Texto do exercício:
____________________

Em outubro desse ano, era operada a segunda doente na Unidade de Transplantes do Hospital Curry Cabral, que faz parte do Centro Hospitalar Universitário Lisboa Central (CHULC). Foi operada aos 59 anos devido a uma cirrose biliar primária e o fígado “novo” que recebeu permitiu que ainda esteja viva e prestes a completar 90 anos.
Desde então, já foram realizados mais de 2.500 transplantes hepáticos no Curry Cabral, acompanhados de muitas “histórias extraordinárias”, disse à agência Lusa Hugo Pinto Marques, atual diretor do serviço de cirurgia geral do CHULC e coordenador do Centro Hepato-Bilio-Pancreático e de Transplantação, criado em 2005 pelo cirurgião Eduardo Barroso, que dirigiu o serviço até à sua reforma, em 2018.
“Temos histórias de doentes que estão vivos há muitos anos”, alguns foram transplantados com doenças que na altura havia dúvidas se tinham legitimidade para serem operados, disse o cirurgião, ressalvando que também há histórias menos felizes. Apesar disso, considerou Hugo Pinto Marques, “a unidade tem uma taxa de sucesso muito grande”, com 75% dos doentes vivos cinco anos após o transplante.
Este dado é “um motivo de orgulho” para Portugal e “para o SNS também”, considerou.
Por ser uma cirurgia de “grande complexidade”, só é proposta a doentes terminais, adiantou.

____________________

[Entradas guardadas]
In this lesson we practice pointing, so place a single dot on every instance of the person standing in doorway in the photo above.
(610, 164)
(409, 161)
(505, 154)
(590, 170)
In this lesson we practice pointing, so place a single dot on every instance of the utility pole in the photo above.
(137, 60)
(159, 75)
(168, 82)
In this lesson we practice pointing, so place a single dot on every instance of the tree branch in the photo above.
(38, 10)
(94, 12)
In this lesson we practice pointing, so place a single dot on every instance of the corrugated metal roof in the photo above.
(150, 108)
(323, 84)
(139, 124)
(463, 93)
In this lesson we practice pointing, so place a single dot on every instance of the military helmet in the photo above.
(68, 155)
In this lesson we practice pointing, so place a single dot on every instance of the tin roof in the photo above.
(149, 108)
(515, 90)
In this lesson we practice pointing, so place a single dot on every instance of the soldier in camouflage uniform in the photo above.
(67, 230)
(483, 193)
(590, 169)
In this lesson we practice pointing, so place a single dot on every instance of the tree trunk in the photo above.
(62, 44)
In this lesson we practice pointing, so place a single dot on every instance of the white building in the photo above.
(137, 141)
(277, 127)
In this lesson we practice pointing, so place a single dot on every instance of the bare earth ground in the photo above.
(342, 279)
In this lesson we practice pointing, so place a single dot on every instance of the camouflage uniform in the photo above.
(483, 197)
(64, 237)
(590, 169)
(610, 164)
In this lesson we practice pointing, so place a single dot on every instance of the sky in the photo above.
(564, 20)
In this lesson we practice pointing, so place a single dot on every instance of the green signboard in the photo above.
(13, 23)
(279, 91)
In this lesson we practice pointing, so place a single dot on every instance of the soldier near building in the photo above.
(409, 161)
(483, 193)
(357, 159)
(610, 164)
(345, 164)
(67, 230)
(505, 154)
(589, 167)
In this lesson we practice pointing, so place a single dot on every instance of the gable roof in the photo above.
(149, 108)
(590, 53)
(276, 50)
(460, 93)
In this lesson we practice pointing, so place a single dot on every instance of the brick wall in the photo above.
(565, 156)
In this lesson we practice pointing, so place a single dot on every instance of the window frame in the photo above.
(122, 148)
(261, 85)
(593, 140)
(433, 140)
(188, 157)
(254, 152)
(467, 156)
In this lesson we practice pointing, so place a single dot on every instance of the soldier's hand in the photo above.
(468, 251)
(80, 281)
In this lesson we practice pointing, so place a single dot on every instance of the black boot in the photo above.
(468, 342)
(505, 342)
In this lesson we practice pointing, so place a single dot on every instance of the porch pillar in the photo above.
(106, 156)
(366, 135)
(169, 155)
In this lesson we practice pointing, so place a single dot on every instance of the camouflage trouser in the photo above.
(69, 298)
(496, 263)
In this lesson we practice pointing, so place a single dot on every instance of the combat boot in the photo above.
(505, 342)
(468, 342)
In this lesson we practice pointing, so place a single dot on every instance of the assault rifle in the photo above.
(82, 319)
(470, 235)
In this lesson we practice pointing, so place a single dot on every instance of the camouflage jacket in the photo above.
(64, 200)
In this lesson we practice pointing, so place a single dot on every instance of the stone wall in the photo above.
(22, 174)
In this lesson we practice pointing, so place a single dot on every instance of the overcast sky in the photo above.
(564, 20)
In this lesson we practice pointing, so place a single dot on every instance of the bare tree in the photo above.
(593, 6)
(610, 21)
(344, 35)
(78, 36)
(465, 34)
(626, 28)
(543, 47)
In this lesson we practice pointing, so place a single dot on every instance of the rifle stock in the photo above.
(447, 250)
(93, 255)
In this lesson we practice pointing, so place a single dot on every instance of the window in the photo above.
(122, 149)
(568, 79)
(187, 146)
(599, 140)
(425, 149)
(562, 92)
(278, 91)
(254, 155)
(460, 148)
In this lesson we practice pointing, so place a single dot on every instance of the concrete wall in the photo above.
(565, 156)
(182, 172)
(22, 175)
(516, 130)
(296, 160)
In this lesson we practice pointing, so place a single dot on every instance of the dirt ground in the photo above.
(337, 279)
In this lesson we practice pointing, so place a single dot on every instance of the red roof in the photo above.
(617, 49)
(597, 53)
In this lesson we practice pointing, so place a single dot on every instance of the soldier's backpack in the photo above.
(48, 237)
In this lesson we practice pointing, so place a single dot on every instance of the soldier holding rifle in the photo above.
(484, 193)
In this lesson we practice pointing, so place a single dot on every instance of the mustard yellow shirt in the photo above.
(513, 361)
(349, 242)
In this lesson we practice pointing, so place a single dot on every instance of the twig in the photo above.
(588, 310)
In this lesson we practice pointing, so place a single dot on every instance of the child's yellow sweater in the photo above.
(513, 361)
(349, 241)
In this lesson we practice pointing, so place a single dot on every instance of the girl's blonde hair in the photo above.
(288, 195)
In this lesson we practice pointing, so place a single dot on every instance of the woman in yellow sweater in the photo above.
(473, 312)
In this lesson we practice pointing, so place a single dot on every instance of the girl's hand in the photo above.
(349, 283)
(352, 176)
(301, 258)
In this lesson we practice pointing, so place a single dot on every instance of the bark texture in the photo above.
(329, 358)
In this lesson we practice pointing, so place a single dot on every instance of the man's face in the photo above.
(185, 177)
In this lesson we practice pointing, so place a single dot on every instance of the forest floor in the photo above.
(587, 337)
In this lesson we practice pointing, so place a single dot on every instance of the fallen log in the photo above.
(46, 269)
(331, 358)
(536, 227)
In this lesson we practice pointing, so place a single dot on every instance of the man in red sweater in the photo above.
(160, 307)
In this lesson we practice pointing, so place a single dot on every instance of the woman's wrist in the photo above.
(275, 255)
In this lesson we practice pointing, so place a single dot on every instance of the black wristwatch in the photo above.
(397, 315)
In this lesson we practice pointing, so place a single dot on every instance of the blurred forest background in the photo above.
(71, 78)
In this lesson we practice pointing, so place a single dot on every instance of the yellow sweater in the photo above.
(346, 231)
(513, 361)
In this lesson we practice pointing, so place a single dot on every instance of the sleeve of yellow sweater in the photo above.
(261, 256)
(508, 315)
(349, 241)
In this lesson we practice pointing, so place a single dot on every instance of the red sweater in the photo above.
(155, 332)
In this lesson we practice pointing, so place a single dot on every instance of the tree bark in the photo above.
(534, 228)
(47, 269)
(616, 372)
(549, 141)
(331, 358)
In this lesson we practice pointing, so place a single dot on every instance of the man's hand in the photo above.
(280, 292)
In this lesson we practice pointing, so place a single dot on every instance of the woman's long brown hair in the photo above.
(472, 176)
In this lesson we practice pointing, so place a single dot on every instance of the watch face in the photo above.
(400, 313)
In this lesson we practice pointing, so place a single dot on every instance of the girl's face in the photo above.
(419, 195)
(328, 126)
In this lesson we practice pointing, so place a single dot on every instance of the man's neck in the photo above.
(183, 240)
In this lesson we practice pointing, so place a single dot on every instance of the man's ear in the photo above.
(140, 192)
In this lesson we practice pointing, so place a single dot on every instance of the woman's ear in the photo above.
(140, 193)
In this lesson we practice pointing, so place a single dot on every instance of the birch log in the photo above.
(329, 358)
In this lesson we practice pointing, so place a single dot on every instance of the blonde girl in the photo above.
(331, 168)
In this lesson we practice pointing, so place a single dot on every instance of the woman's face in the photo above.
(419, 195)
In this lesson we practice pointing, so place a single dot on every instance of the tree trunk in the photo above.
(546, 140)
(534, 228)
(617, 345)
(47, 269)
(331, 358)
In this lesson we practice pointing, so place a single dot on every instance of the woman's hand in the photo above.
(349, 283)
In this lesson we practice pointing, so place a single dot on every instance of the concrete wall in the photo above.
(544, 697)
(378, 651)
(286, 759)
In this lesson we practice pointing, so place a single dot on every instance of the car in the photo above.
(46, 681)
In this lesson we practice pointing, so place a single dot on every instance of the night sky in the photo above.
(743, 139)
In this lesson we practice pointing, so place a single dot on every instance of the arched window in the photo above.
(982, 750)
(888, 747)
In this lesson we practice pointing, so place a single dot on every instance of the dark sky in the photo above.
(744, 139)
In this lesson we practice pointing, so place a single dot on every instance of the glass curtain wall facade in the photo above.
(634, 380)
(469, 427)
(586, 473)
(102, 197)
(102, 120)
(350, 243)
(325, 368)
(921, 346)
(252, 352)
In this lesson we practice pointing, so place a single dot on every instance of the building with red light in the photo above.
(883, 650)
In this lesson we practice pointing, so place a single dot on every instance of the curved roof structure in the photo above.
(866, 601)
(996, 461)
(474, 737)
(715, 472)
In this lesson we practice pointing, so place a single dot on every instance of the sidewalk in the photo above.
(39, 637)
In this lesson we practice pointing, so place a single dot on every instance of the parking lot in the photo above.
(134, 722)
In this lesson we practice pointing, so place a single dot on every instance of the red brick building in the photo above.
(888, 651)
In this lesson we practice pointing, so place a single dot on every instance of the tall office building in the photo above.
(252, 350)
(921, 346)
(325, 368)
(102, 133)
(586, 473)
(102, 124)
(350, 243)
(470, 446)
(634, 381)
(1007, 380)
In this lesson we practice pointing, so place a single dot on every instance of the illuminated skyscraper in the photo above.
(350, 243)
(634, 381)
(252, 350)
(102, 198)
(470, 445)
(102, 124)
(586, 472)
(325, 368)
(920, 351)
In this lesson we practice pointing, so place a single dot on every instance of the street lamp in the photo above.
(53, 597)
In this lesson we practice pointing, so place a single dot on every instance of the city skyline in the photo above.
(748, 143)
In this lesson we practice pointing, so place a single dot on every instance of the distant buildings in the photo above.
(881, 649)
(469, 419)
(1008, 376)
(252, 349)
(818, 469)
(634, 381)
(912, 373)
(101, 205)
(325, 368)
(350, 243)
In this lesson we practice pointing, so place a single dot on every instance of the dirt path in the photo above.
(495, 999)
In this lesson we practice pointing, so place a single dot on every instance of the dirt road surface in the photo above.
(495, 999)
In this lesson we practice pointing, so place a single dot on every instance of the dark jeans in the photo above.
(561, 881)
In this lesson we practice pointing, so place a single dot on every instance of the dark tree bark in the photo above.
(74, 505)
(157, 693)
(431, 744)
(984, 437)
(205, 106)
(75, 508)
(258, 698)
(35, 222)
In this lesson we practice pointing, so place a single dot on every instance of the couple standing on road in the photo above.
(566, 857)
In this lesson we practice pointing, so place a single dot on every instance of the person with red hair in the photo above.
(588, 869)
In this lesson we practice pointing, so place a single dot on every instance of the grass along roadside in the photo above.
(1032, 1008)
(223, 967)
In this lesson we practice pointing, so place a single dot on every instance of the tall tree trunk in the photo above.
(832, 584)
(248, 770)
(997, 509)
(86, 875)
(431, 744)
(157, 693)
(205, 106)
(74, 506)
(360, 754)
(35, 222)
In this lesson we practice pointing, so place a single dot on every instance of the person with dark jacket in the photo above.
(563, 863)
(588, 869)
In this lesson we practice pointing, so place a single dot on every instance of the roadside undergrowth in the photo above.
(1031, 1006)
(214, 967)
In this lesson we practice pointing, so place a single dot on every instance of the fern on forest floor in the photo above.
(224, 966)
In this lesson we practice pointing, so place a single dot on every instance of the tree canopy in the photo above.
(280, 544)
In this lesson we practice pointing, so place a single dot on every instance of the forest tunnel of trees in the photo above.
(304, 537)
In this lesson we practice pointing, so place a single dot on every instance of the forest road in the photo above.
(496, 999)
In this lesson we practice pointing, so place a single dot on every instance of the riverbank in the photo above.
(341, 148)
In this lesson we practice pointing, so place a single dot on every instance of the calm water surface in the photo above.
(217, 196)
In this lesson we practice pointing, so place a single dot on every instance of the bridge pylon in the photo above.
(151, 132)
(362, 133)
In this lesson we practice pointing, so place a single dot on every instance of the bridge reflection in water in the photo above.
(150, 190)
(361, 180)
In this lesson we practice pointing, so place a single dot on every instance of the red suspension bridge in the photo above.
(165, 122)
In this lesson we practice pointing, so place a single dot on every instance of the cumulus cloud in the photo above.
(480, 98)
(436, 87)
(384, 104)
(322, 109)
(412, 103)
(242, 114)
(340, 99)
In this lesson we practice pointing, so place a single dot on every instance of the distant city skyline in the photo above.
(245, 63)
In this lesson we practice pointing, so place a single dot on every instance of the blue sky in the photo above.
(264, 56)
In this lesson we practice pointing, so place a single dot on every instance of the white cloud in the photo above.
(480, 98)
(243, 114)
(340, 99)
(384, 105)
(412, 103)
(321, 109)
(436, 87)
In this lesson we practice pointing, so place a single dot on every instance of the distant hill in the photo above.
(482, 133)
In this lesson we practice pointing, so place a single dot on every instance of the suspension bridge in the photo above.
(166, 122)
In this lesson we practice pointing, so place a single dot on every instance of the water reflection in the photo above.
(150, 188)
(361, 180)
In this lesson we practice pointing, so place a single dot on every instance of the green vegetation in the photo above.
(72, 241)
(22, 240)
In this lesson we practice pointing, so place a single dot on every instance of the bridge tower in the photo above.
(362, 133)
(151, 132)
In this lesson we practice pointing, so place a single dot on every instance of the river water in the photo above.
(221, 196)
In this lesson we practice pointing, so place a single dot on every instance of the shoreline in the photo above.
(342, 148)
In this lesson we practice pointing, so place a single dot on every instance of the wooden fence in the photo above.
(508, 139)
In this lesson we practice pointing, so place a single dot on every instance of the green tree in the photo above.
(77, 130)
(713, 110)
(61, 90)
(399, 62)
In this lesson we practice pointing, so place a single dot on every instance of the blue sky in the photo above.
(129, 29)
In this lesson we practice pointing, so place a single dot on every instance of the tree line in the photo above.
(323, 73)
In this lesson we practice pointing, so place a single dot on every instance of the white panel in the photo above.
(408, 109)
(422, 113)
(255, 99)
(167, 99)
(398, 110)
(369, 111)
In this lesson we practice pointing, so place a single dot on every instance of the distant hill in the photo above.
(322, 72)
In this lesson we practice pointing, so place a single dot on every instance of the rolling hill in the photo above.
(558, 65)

____________________

Descrição da tarefa:
Reproduza sem alterações o trecho do texto sobre os transplantes hepáticos no Curry Cabral que começa nas palavras que contêm "Este dado é" e termina em "doentes terminais, adiantou.".

Tarefa concluída:
Este dado é “um motivo de orgulho” para Portugal e “para o SNS também”, considerou.
Por ser uma cirurgia de “grande complexidade”, só é proposta a doentes terminais, adiantou.